* EXERCISE DESCRIPTION:
Reproduce the listing below word for word.

* RECORDS SUPPLIED:
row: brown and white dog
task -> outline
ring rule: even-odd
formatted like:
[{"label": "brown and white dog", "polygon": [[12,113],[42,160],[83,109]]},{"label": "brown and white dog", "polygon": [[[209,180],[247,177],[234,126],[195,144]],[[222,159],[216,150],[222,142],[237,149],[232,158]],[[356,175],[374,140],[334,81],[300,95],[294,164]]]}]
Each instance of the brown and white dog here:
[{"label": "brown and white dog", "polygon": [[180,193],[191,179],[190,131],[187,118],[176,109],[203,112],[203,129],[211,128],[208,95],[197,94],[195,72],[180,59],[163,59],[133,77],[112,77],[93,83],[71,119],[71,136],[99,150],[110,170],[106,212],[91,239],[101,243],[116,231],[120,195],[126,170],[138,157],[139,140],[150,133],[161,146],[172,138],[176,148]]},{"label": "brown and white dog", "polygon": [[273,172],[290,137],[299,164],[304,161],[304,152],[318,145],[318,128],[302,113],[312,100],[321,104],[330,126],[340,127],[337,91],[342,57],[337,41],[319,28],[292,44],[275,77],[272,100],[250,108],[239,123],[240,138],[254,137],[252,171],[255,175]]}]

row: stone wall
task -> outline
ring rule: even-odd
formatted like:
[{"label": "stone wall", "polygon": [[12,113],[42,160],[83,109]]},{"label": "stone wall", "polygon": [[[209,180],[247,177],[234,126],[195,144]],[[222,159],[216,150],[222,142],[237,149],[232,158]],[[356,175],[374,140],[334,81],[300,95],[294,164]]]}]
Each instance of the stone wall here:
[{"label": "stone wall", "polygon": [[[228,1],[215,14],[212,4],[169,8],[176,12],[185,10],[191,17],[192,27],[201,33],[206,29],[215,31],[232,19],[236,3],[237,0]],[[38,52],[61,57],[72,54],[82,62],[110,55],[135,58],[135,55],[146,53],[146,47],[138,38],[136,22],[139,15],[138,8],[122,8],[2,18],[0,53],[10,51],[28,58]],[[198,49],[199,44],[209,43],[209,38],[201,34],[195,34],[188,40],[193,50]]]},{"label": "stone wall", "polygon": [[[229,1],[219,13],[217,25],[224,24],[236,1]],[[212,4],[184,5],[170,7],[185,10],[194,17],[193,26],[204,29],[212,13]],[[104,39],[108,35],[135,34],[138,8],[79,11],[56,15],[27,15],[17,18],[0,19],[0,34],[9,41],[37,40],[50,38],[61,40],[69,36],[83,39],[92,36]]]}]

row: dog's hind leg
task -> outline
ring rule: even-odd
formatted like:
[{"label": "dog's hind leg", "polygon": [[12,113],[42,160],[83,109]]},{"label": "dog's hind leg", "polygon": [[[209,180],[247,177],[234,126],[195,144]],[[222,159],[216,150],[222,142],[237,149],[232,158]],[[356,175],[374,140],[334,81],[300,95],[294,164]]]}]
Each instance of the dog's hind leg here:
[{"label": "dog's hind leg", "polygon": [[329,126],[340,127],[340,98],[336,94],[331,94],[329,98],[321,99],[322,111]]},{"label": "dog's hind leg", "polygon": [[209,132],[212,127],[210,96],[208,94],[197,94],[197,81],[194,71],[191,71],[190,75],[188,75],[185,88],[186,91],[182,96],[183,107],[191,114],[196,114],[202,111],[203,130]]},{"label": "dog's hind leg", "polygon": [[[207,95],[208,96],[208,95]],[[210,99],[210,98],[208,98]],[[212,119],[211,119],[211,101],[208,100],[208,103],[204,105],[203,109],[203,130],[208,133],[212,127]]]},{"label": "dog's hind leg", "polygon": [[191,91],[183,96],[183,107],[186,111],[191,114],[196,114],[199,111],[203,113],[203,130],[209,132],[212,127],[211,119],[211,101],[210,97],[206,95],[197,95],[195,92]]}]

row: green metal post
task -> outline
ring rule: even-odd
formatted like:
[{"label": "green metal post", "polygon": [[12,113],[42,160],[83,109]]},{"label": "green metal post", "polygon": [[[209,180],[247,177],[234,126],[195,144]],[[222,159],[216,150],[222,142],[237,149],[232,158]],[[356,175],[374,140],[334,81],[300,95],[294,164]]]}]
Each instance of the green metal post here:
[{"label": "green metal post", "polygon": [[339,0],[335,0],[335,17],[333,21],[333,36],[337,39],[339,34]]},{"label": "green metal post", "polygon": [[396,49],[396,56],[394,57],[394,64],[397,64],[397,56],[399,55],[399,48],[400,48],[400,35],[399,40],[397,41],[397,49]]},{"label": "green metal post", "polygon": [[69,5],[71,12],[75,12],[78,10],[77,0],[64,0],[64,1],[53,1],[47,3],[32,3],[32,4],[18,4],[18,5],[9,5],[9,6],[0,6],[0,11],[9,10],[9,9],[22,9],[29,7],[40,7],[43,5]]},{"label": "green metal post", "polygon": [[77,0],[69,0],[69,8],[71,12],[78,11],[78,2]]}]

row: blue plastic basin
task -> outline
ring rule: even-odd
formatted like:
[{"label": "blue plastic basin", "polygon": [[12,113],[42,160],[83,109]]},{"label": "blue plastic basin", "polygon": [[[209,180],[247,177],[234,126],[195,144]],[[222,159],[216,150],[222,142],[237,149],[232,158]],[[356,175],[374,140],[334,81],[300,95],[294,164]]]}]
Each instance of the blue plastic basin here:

* OUTPUT FOR THIS EXERCISE:
row: brown and white dog
task -> outline
ring rule: even-odd
formatted like:
[{"label": "brown and white dog", "polygon": [[12,113],[42,160],[83,109]]},{"label": "brown and white dog", "polygon": [[[209,180],[247,177],[234,126],[195,144]],[[222,159],[216,150],[222,142],[237,149],[232,158]],[[356,175],[374,140],[334,81],[300,95],[294,164]]]}]
Each instance of the brown and white dog here:
[{"label": "brown and white dog", "polygon": [[180,193],[191,179],[190,131],[187,118],[176,109],[203,112],[203,129],[211,128],[208,95],[197,94],[195,72],[180,59],[163,59],[133,77],[112,77],[93,83],[71,119],[71,136],[99,150],[110,170],[106,212],[91,239],[101,243],[116,231],[120,195],[126,170],[138,157],[139,140],[150,133],[161,146],[172,138],[176,148]]},{"label": "brown and white dog", "polygon": [[273,172],[290,137],[299,164],[304,161],[304,152],[318,145],[318,128],[302,113],[312,100],[321,104],[330,126],[340,127],[337,91],[342,57],[337,41],[319,28],[292,44],[275,77],[272,100],[250,108],[239,123],[240,138],[254,137],[252,171],[255,175]]}]

row: stone wall
task -> outline
ring rule: even-odd
formatted like:
[{"label": "stone wall", "polygon": [[12,113],[42,160],[83,109]]},{"label": "stone wall", "polygon": [[[209,180],[247,177],[234,126],[195,144]],[[222,159],[216,150],[222,142],[237,149],[232,158]],[[356,175],[374,140],[334,81],[300,95],[294,164]]]}]
Each instance of the stone wall here:
[{"label": "stone wall", "polygon": [[[228,1],[215,14],[212,4],[169,8],[176,12],[185,10],[191,17],[192,27],[201,33],[206,29],[215,31],[232,19],[236,3],[237,0]],[[38,52],[61,57],[72,54],[82,62],[110,55],[135,58],[135,55],[146,53],[146,47],[138,38],[136,22],[139,15],[138,8],[122,8],[2,18],[0,53],[10,51],[28,58]],[[198,49],[199,44],[209,43],[209,38],[201,34],[195,34],[188,40],[193,50]]]},{"label": "stone wall", "polygon": [[[229,1],[219,13],[217,25],[224,24],[236,1]],[[212,4],[184,5],[170,7],[185,10],[194,17],[193,26],[204,29],[212,13]],[[104,39],[108,35],[135,34],[138,8],[79,11],[56,15],[27,15],[17,18],[0,19],[0,34],[9,41],[37,40],[50,38],[61,40],[69,36],[83,39],[92,36]]]}]

row: dog's hind leg
task -> outline
ring rule: even-odd
formatted like:
[{"label": "dog's hind leg", "polygon": [[12,113],[42,160],[83,109]]},{"label": "dog's hind leg", "polygon": [[[209,180],[247,177],[234,126],[195,144]],[[222,159],[216,150],[222,142],[237,149],[232,158]],[[356,175],[374,140],[334,81],[300,95],[294,164]]]}]
Each instance of the dog's hind leg here:
[{"label": "dog's hind leg", "polygon": [[329,126],[340,127],[340,98],[336,94],[331,94],[329,98],[321,99],[322,111]]},{"label": "dog's hind leg", "polygon": [[209,132],[212,127],[210,96],[208,94],[197,94],[197,81],[194,71],[191,71],[190,75],[188,75],[185,88],[186,91],[182,96],[183,107],[191,114],[196,114],[202,111],[203,130]]},{"label": "dog's hind leg", "polygon": [[[207,95],[208,96],[208,95]],[[210,99],[210,98],[208,98]],[[212,119],[211,119],[211,101],[208,100],[208,103],[204,105],[203,109],[203,130],[208,133],[212,127]]]},{"label": "dog's hind leg", "polygon": [[191,91],[183,96],[183,107],[186,111],[191,114],[196,114],[199,111],[203,113],[203,130],[209,132],[212,127],[211,119],[211,101],[210,97],[206,95],[197,95],[195,92]]}]

row: green metal post
task -> outline
ring rule: even-odd
formatted like:
[{"label": "green metal post", "polygon": [[12,113],[42,160],[83,109]]},{"label": "green metal post", "polygon": [[[209,180],[247,177],[234,126],[195,144]],[[222,159],[216,150],[222,142],[237,149],[232,158]],[[356,175],[374,140],[334,81],[300,95],[294,164]]]}]
Each instance of the green metal post here:
[{"label": "green metal post", "polygon": [[339,0],[335,0],[335,17],[333,21],[333,36],[337,39],[339,34]]},{"label": "green metal post", "polygon": [[396,49],[396,56],[394,57],[394,64],[397,64],[397,56],[399,55],[399,48],[400,48],[400,35],[399,40],[397,41],[397,49]]},{"label": "green metal post", "polygon": [[69,5],[71,12],[75,12],[78,10],[77,0],[64,0],[64,1],[53,1],[47,3],[32,3],[32,4],[18,4],[18,5],[9,5],[9,6],[0,6],[0,11],[9,10],[9,9],[22,9],[29,7],[40,7],[43,5]]},{"label": "green metal post", "polygon": [[77,0],[69,0],[69,8],[71,12],[78,11],[78,2]]}]

row: blue plastic basin
task -> outline
ring rule: even-odd
formatted like:
[{"label": "blue plastic basin", "polygon": [[12,113],[42,160],[83,109]]},{"label": "blue plastic basin", "polygon": [[[209,180],[247,177],[234,126],[195,144]],[[222,159],[216,150],[222,142],[237,149],[232,158]],[[356,175],[374,140],[334,81],[300,95],[294,164]]]}]
Each instance of the blue plastic basin here:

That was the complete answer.